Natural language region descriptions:
<<<<

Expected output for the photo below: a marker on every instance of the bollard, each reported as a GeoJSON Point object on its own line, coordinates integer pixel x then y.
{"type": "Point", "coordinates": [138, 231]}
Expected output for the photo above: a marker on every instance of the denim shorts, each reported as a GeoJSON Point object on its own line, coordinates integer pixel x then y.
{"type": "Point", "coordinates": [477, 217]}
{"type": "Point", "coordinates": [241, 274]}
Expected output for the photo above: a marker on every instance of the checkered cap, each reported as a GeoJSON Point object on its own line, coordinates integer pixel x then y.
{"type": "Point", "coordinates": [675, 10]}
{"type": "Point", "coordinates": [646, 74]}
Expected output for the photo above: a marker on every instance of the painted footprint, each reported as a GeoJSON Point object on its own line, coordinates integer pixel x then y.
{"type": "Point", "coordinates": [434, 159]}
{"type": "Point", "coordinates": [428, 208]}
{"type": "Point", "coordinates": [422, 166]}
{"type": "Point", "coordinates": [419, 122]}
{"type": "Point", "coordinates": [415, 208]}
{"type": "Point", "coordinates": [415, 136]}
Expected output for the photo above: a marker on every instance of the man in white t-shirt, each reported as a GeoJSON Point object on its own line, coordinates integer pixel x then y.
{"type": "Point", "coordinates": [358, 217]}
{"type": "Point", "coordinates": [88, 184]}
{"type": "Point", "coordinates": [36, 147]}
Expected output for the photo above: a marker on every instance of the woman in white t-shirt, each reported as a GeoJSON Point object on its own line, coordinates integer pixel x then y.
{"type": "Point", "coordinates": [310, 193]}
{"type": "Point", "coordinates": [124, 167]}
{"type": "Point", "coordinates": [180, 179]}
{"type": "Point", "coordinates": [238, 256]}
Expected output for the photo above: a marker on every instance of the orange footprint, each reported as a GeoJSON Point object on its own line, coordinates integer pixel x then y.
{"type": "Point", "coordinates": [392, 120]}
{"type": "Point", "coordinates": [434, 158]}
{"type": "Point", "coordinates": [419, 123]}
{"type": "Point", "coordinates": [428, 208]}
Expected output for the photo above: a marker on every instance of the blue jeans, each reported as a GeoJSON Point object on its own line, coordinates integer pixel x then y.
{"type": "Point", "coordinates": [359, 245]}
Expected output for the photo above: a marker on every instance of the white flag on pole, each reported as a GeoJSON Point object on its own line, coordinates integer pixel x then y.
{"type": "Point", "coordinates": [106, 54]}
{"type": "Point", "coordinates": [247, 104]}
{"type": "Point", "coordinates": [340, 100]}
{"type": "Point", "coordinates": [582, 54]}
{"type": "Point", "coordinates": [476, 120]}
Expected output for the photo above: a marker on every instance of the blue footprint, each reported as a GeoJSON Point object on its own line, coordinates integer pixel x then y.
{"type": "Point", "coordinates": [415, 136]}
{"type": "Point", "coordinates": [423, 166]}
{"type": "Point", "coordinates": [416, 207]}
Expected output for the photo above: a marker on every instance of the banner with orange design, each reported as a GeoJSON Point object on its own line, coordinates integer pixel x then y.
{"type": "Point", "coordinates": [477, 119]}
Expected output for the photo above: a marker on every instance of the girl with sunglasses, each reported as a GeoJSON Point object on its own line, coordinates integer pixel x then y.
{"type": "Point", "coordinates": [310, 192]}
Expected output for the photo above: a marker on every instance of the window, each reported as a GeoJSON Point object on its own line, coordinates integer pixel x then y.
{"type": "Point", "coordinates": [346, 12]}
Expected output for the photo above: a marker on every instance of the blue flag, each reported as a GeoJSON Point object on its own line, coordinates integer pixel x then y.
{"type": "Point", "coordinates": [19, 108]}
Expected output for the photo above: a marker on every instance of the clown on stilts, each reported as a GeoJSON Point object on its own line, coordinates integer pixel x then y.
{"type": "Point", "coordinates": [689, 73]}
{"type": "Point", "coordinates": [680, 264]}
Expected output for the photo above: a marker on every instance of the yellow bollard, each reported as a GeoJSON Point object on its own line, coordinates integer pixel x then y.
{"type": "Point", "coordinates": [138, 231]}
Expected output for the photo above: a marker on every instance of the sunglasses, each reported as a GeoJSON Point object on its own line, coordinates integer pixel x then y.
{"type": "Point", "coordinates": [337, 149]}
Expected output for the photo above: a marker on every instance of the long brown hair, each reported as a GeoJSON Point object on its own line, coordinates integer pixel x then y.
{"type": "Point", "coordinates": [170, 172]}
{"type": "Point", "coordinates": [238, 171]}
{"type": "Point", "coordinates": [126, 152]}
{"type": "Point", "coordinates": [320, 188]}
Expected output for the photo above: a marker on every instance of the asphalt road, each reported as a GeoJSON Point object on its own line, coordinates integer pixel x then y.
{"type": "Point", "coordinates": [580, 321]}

>>>>

**YOUR ASSIGNMENT**:
Line by line, retype the data exactly as written.

**RESPONSE BELOW**:
Expected output for the photo below: a marker on every instance of the bollard, each reported as a GeoJSON Point object on its own line, coordinates integer pixel x then y.
{"type": "Point", "coordinates": [138, 231]}
Expected output for the photo above: a marker on every instance of the denim shorts, each reported as a GeoJSON Point object on its own line, coordinates integer pixel x then y.
{"type": "Point", "coordinates": [477, 217]}
{"type": "Point", "coordinates": [241, 274]}
Expected output for the photo above: a marker on every instance of the checkered cap, each reported as a GeoJSON Point object on its own line, coordinates integer pixel x then y.
{"type": "Point", "coordinates": [675, 10]}
{"type": "Point", "coordinates": [646, 74]}
Expected output for the photo above: a marker on every instance of the painted footprint, each reported as a GeoJSON Point object on its own line, coordinates integer pixel x then y.
{"type": "Point", "coordinates": [434, 159]}
{"type": "Point", "coordinates": [428, 208]}
{"type": "Point", "coordinates": [422, 166]}
{"type": "Point", "coordinates": [419, 122]}
{"type": "Point", "coordinates": [415, 208]}
{"type": "Point", "coordinates": [415, 136]}
Expected output for the photo above: a marker on every instance of the man in white t-shirt, each reported as a GeoJSON Point object on its own line, coordinates integer pixel x then y.
{"type": "Point", "coordinates": [358, 217]}
{"type": "Point", "coordinates": [88, 184]}
{"type": "Point", "coordinates": [36, 147]}
Expected output for the photo above: a marker on every instance of the woman in white t-shirt, each reported as a GeoJSON Point object on its own line, coordinates integer pixel x then y.
{"type": "Point", "coordinates": [310, 193]}
{"type": "Point", "coordinates": [124, 167]}
{"type": "Point", "coordinates": [180, 179]}
{"type": "Point", "coordinates": [238, 256]}
Expected output for the photo above: a marker on every instance of the orange footprint, each reported as a GeoJSON Point object on its own line, coordinates integer pixel x then y.
{"type": "Point", "coordinates": [392, 120]}
{"type": "Point", "coordinates": [434, 158]}
{"type": "Point", "coordinates": [419, 123]}
{"type": "Point", "coordinates": [428, 208]}
Expected output for the photo above: a marker on every instance of the blue jeans, each reported as a GeoJSON Point object on its own line, coordinates integer pixel x then y.
{"type": "Point", "coordinates": [359, 245]}
Expected output for the photo above: a marker on every instance of the white flag on pole, each reported as a GeoJSON Point object on its own line, coordinates integer pixel x then y.
{"type": "Point", "coordinates": [106, 54]}
{"type": "Point", "coordinates": [247, 104]}
{"type": "Point", "coordinates": [340, 100]}
{"type": "Point", "coordinates": [582, 54]}
{"type": "Point", "coordinates": [476, 120]}
Expected output for the photo above: a marker on every instance of the blue footprint, each reported as a GeoJSON Point object on its own line, coordinates integer pixel x then y.
{"type": "Point", "coordinates": [415, 136]}
{"type": "Point", "coordinates": [423, 166]}
{"type": "Point", "coordinates": [416, 207]}
Expected output for the photo above: a marker on every instance of the banner with orange design, each reported as a GeoJSON Point object on its own line, coordinates integer pixel x then y.
{"type": "Point", "coordinates": [477, 119]}
Expected output for the photo above: a marker on every instance of the girl with sunglasses, each reported as a GeoJSON Point object on its own line, coordinates integer pixel x then y.
{"type": "Point", "coordinates": [310, 192]}
Expected output for the photo above: a marker on every instance of the window, each reported as a GeoJSON Point object on its own line, coordinates integer pixel x then y.
{"type": "Point", "coordinates": [346, 12]}
Expected output for the photo above: a marker on every instance of the blue flag, each reported as a GeoJSON Point object on its own line, coordinates integer pixel x then y.
{"type": "Point", "coordinates": [19, 108]}
Expected output for the photo above: a marker on every instance of the clown on stilts, each reported as a GeoJSON Point object on its own line, coordinates integer pixel x then y.
{"type": "Point", "coordinates": [689, 73]}
{"type": "Point", "coordinates": [680, 264]}
Expected output for the photo above: a marker on every instance of the yellow bollard, each reported as a GeoJSON Point object on its own line, coordinates integer pixel x then y.
{"type": "Point", "coordinates": [138, 231]}
Expected output for the photo above: a marker on every instance of the sunglasses, each reported as a GeoJSON Point object on its own line, coordinates integer pixel x then y.
{"type": "Point", "coordinates": [337, 149]}
Expected output for the photo above: a marker on every instance of the long brown hair, each reported as a GeoJSON Point object on its own line, coordinates integer pixel x then y.
{"type": "Point", "coordinates": [170, 172]}
{"type": "Point", "coordinates": [238, 171]}
{"type": "Point", "coordinates": [126, 152]}
{"type": "Point", "coordinates": [320, 188]}
Expected output for the photo above: a marker on every instance of the asphalt road, each reported as a GeoJSON Point object on its own line, coordinates integer pixel x then y.
{"type": "Point", "coordinates": [580, 321]}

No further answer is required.